Challenge:
Format every line of the items below as a numbered list, omitting any blank lines.

━━━━━━━━

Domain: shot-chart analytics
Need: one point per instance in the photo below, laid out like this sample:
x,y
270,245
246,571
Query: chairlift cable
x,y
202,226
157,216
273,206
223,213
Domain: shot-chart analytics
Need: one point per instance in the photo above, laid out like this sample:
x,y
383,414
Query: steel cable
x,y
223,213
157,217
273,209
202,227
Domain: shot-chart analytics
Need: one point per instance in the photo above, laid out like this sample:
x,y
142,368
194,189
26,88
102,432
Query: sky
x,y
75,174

━━━━━━━━

Finished exercise:
1. Domain: shot-chart analytics
2. Need: one point per instance in the photo below, laid out like this sample:
3. x,y
4. 270,245
5. 246,571
6. Query: chairlift cable
7. x,y
8. 202,226
9. 157,216
10. 273,206
11. 223,213
12. Domain: shot-chart analytics
13. Need: one point per instance in the photo above, laid out like this sample:
14. x,y
15. 383,414
16. Query: steel cable
17. x,y
18. 223,213
19. 157,217
20. 273,209
21. 202,227
22. Domain: shot-chart analytics
23. Need: one point per instance in the photo above, laid out like this sample:
24. x,y
25. 142,368
26. 194,189
27. 26,88
28. 102,432
29. Query: sky
30. x,y
31. 75,174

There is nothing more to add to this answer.